◆ Given text
* * * * * * * * *

1. Ensure encoder works the same as the original model at instance level
2. Ensure encoder works the same as the original model at batch level

In [9]:
# Initialize the model
model = TIRG(texts, embed_dim)
model_sd = torch.load(model_path, map_location=torch.device('cpu'))
model.load_state_dict(model_sd['model_state_dict'])
_ = model.eval()

In [12]:
# Ensure encoded result is correct at instance level
for i in range(10):
    print(f"testing multimodal encoder with img {i}")
    # extract feature via jina encoder
    data = []
    data.append([trainset.get_img(i)]) # visual at position 0
    data.append([texts[i]]) # textual at position 1
    encoded = encoder.encode(data)
    # extract image text feature
    text_feature = model.extract_text_feature([texts[i]])
    img = [trainset.get_img(i)]
    img = torch.stack(img).float()
    img_feature =  model.extract_img_feature(img)
    extracted = model.compose_img_text_features(img_feature, text_feature).cpu().detach().numpy()
    assert encoded.shape == extracted.shape
    assert encoded.all() == extracted.all()

testing multimodal encoder with img 0
testing multimodal encoder with img 1
testing multimodal encoder with img 2
testing multimodal encoder with img 3
testing multimodal encoder with img 4
testing multimodal encoder with img 5
testing multimodal encoder with img 6
testing multimodal encoder with img 7
testing multimodal encoder with img 8
testing multimodal encoder with img 9


In [22]:
# Ensure encoded result is correct at batch level
batch_size=64
fashion_200k_loader = trainset.get_loader(batch_size=batch_size)

* * * * * * * * *

Excerpts of pointing data:
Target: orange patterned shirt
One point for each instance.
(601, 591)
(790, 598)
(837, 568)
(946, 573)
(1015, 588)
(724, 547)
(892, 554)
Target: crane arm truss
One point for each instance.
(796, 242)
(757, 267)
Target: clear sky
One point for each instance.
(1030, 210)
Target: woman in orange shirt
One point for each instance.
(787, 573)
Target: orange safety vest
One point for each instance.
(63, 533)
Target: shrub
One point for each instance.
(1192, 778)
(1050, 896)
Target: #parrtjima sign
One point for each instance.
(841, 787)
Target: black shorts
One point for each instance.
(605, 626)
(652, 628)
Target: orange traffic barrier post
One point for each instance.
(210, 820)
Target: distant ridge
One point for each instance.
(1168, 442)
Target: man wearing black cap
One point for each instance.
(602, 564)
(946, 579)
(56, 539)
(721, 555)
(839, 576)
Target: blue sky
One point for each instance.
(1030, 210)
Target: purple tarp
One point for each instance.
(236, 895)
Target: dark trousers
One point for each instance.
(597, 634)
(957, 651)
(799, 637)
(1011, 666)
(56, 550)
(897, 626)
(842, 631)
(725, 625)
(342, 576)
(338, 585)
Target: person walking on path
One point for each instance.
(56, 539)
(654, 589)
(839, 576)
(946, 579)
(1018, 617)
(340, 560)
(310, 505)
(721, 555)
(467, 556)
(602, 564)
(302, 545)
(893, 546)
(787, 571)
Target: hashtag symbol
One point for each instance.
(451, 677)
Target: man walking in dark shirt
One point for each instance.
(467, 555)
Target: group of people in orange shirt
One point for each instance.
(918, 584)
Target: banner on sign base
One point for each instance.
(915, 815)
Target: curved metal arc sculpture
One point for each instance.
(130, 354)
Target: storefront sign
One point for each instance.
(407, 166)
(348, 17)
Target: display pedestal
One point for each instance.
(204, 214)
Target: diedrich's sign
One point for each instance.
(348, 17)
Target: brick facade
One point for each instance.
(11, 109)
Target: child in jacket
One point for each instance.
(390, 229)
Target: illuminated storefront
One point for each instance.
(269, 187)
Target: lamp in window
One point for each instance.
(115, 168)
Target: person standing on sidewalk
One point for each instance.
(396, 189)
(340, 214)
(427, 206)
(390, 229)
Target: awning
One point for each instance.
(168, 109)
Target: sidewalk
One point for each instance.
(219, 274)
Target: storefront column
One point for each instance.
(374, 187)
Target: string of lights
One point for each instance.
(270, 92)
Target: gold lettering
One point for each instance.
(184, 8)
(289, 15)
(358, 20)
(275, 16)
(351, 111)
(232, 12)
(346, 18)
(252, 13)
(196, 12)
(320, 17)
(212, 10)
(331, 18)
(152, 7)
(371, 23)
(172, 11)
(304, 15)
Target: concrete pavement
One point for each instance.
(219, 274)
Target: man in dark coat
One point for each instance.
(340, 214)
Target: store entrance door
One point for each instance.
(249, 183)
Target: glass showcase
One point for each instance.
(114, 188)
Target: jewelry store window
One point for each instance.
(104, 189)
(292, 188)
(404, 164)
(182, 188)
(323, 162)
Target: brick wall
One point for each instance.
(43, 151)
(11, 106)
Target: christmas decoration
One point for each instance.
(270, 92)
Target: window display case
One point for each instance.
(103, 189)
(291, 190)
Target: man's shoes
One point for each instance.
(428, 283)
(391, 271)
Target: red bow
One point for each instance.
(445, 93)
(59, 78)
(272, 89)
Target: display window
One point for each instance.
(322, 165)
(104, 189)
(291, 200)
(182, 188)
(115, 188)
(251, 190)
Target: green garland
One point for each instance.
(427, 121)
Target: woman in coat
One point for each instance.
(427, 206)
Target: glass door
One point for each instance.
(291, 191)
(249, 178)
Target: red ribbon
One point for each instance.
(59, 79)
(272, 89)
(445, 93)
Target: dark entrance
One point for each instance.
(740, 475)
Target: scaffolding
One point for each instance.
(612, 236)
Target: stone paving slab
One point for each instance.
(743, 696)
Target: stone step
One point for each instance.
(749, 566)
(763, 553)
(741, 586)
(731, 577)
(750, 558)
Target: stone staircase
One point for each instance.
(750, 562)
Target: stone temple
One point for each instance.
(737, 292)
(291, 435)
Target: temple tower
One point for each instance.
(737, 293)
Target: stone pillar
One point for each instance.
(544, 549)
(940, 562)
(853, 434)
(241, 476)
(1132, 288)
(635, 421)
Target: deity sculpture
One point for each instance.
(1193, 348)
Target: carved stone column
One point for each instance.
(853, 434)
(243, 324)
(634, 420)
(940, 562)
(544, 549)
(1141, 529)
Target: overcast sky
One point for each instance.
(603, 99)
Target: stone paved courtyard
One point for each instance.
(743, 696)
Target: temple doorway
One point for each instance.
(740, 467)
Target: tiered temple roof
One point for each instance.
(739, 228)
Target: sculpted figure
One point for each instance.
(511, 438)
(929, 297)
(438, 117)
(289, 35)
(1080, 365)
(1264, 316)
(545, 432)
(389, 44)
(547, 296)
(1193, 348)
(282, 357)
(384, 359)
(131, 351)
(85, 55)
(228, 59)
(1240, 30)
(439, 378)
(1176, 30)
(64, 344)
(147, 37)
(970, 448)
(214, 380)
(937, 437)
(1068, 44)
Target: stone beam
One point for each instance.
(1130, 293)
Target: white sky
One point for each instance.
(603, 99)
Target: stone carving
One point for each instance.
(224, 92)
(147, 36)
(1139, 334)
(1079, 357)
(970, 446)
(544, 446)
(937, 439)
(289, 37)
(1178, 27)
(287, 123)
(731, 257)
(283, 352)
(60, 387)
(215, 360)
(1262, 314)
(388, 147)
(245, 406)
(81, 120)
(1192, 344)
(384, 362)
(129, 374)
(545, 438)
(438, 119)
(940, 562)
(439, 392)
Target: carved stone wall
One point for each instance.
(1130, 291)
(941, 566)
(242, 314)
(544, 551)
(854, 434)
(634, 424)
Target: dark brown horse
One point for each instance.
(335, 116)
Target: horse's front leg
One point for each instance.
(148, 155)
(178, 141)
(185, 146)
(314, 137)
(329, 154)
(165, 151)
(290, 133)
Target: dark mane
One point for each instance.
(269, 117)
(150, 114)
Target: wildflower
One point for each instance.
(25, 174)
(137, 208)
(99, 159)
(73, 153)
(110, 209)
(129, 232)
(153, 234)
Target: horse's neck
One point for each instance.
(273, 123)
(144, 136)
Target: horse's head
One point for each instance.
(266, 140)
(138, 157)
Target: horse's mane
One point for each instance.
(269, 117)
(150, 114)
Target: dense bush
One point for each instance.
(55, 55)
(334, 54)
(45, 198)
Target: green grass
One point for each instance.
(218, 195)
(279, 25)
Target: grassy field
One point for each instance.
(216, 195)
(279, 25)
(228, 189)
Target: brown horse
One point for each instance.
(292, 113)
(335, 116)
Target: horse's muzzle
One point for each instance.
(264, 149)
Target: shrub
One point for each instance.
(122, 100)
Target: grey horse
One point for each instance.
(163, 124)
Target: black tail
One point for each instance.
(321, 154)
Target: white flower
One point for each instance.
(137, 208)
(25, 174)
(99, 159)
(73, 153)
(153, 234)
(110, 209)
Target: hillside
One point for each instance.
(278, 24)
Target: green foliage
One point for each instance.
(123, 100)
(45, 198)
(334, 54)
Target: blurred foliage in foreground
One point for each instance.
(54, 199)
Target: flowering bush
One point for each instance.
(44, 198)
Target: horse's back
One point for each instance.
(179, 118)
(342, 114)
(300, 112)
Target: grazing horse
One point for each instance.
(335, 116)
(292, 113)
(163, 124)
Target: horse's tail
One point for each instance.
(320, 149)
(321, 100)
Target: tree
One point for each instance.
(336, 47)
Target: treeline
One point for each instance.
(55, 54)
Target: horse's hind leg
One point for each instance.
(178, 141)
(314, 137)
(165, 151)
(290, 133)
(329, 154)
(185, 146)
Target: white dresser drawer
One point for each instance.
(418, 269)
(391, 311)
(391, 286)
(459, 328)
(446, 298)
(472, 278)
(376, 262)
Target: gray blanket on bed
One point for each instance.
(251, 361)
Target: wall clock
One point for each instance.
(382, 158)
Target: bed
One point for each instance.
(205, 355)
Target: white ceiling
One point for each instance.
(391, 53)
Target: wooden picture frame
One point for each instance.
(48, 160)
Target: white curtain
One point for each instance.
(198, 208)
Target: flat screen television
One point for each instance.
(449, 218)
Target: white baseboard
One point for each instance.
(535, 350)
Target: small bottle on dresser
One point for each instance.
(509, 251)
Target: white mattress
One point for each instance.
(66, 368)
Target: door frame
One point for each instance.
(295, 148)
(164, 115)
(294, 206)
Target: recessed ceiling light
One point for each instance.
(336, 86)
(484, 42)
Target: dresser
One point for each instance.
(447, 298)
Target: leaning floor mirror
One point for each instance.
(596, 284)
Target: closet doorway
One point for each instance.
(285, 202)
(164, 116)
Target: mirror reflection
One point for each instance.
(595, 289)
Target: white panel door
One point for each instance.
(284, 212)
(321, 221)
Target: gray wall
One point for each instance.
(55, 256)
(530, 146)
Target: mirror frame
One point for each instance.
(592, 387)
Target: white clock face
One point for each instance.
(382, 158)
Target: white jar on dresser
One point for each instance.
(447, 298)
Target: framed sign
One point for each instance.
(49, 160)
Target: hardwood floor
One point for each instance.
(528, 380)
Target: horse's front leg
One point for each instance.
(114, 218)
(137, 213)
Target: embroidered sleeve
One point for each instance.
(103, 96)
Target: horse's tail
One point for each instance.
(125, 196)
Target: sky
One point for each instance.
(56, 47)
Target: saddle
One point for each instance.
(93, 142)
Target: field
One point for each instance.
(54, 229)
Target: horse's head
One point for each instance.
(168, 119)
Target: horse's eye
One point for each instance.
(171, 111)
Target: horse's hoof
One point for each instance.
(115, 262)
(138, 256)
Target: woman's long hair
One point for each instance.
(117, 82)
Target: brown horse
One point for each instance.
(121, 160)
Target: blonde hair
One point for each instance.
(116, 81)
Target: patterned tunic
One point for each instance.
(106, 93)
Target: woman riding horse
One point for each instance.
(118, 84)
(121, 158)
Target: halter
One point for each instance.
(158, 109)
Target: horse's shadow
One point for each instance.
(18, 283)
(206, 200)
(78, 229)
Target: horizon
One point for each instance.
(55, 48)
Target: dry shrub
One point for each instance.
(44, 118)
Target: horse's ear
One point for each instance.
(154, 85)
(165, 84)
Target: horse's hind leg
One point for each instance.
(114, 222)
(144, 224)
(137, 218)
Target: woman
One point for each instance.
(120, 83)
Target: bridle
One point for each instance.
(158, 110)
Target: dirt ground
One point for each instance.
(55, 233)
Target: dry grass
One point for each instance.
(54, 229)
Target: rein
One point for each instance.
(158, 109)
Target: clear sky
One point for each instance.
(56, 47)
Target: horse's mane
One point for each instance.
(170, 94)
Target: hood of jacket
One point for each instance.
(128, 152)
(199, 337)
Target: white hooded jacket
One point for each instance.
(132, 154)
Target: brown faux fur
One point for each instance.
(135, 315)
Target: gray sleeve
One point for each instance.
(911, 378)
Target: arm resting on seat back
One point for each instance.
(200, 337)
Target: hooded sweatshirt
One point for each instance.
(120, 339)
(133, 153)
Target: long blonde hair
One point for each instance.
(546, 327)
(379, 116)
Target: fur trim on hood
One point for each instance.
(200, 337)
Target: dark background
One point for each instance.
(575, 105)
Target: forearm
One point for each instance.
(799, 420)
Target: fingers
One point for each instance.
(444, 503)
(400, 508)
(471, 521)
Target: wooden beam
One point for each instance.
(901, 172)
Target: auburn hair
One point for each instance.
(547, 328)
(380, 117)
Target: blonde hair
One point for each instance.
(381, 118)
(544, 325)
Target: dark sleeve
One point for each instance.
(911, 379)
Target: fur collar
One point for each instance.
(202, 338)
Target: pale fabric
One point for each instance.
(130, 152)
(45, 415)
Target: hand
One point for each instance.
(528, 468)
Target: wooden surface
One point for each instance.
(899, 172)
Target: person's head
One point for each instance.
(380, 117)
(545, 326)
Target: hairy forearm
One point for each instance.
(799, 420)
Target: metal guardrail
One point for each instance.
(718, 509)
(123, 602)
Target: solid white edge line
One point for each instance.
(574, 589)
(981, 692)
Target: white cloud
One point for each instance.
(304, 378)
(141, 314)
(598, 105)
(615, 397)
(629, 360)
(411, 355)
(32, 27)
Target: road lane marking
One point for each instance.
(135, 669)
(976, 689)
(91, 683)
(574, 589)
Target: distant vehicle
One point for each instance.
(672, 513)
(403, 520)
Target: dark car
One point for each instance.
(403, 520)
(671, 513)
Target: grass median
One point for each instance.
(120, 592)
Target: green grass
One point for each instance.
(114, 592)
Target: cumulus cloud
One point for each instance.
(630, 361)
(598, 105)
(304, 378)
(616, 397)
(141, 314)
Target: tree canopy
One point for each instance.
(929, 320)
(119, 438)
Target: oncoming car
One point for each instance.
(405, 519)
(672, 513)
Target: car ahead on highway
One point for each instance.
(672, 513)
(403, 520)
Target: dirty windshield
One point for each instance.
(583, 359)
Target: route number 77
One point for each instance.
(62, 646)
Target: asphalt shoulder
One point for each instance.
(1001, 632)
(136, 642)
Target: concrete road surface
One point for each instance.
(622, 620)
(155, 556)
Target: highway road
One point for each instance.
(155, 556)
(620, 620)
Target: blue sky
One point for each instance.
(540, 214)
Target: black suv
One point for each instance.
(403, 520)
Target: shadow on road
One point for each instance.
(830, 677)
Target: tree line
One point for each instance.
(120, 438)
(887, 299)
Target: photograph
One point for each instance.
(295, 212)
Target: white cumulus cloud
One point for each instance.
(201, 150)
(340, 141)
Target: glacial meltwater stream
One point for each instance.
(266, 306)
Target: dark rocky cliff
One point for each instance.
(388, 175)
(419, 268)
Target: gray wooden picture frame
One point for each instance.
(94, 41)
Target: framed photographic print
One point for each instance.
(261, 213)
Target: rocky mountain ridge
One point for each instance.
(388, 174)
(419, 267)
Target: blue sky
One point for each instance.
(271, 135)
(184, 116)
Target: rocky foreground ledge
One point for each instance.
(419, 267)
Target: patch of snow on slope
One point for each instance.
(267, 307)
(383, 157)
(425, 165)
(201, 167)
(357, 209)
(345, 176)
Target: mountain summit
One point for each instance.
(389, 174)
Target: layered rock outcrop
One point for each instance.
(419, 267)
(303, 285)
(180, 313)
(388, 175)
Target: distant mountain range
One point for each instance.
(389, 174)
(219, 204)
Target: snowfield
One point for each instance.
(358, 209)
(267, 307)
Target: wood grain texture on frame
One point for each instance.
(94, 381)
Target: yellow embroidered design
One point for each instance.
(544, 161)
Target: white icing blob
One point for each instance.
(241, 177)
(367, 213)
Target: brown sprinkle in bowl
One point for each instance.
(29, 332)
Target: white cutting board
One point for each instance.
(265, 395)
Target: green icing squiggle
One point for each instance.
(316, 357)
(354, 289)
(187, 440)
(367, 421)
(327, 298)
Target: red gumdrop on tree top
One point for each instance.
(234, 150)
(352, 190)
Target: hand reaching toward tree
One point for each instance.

* * * * * * * * *

◆ Work to do
(1) Answer these questions about the notebook excerpt, one line each:
(a) Which class is used to initialize the model?
(b) How many images does the instance-level check loop over?
(c) What batch size is set for the batch-level check?
(2) Retype, character for character, the stretch of the notebook excerpt from "1. Ensure encoder" through "model = TIRG(texts, embed_dim)".

◆ Task results
(1)
(a) TIRG
(b) 10 (img 0 through img 9)
(c) 64

(2)
1. Ensure encoder works the same as the original model at instance level
2. Ensure encoder works the same as the original model at batch level

In [9]:
# Initialize the model
model = TIRG(texts, embed_dim)